Detection of chitobiosidase activity in gel using 4-methylumbelliferyl- β-D-N,N′-diacetylchitobioside as a substrate. Proteins were separated on 12.5% SDS-PAGE and visualized with Coomassie Brilliant Blue R 250 after detection of enzyme activity. Lane M—protein marker, lane 1—flowers, lane 4—roots, Chit1—protein band indicating a chitobiosidase activity

Fig. 4
figure 4

Detection of endochitinase activity (for short oligomers) in gel using 4-methylumbelliferyl-β-D-N,N′,N′′-triacetylchitotrioside as a substrate. Proteins were separated on 12.5% SDS-PAGE and visualized with Coomassie Brilliant Blue R 250 after detection of enzyme activity. Lane M—protein marker, lane 1—flowers, lane 2—stems, lane 3—leaves, lane 4—roots, Chit2—protein band indicating an endochitinase activity for short oligomers

Fig. 5
figure 5

Detection of endochitinase activity (for long polymers) in gel using glycol chitin as a substrate. Proteins were separated on 12.5% SDS-PAGE and visualized with Coomassie Brilliant Blue R 250 after detection of enzyme activity. Lane M—protein marker, lane 1—flowers, lane 2—stems, lane 3—leaves, lane 4—roots, Chit3, Chit4—protein bands indicating an endochitinase activity for long polymers

Summarizing all the results obtained in this study, chitinase expression and activity is present in sundew plants. The hybridization probe used was supposed to detect chitinase transcripts comprising several chitinase classes (if present). These transcripts confirm that chitinases do play role in basic physiological processes e.g. development and morphology (Fig. 1). Although the plants studied were grown in vitro hence no defence was induced, the defensive role of some of detected chitinases also cannot be excluded. Several authors have shown that expression/activity of some chitinases increased upon environmental (including microbial) challenge [28]. Therefore, a pre-existing defence mechanism is likely to be present in tissues [29]. The latter authors proposed that chitinases might co-operate with phytoalexins to effectively control fungal growth and development. Nevertheless, the exact role of chitinases in this mechanism remains to be elucidated.

Natural-language descriptions of regions:
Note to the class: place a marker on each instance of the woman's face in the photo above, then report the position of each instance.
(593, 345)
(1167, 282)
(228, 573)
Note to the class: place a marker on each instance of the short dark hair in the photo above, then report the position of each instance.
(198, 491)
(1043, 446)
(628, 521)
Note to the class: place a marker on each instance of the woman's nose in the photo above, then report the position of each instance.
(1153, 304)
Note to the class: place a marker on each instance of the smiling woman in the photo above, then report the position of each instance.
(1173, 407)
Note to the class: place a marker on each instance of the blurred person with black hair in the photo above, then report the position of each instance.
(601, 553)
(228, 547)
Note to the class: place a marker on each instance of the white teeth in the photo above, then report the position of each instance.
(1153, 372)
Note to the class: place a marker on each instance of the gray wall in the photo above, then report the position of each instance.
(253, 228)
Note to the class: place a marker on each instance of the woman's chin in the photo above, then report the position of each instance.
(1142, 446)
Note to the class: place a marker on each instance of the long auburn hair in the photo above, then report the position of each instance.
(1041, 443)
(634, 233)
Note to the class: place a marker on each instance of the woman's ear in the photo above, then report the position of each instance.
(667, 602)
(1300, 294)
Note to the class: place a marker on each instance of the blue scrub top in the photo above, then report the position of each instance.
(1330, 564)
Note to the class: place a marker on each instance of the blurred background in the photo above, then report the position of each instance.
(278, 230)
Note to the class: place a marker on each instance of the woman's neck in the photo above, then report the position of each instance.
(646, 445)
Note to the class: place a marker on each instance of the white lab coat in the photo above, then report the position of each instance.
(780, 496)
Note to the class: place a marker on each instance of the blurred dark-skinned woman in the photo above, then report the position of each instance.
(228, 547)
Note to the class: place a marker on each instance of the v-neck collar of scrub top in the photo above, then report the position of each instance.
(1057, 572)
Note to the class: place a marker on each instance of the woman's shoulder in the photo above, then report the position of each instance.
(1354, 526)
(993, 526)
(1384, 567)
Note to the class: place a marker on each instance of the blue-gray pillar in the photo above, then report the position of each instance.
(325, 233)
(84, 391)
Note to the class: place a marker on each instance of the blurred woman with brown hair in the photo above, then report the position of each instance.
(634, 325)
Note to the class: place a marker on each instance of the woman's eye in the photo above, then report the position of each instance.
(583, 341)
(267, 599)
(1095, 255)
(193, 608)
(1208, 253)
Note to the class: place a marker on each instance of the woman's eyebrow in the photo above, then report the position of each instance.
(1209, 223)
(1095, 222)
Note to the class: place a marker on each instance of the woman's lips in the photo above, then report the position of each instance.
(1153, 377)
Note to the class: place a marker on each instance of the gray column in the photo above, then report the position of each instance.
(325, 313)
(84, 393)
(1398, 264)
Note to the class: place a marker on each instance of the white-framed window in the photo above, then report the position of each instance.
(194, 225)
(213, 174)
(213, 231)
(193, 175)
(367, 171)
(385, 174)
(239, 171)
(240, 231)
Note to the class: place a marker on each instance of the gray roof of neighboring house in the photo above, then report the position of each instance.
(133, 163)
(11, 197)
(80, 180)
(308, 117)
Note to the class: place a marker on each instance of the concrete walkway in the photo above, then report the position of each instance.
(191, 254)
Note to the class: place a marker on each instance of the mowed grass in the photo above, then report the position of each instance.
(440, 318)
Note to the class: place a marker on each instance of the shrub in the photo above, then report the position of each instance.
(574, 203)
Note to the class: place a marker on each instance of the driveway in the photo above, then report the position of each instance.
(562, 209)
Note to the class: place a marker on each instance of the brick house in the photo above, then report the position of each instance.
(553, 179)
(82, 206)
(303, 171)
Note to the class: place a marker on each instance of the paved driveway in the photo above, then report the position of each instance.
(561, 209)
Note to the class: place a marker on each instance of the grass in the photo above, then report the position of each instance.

▶ **LIST OF TASKS**:
A) Answer these questions from the sundew chitinase text:
(i) Which substrate was used to detect endochitinase activity for long polymers?
(ii) What percentage of SDS-PAGE was used to separate the proteins?
(iii) How were the plants studied grown?
B) Name every protein band designation that appears in the sundew chitinase text.
C) Write the next part of the discussion of chitinases in sundew plants, picking up after its final sentence.

▶ **EXPECTED RESULTS**:
A)
(i) Glycol chitin.
(ii) 12.5%.
(iii) In vitro.

B) Chit1, Chit2, Chit3, Chit4

C)
Our data also revealed strike differences in chitinolytic activities among different tissue parts. Up to three endochitinase isoforms revealed relatively high activity in roots and flowers but much less in stems and leaves. This phenomenon coincides with some theories that explain non-linear distribution of defence throughout the plant [30]. For example, according to optimal defence theory, most defended are tissues of highest fitness value (e.g. reproductive organs) or tissues most probably defended (e.g. roots exposed to microorganisms in soil). Detected activity of chitobiosidase in these tissue types also evokes questions on the role of these enzymes in plant physiology. Thus, to address the physiological roles of chitinases in sundew, several important factors should also be considered such as substrate specificity of different chitinase types as well as the role of development and/or tissue type at the whole plant level, rather than at the meristem or leaf level.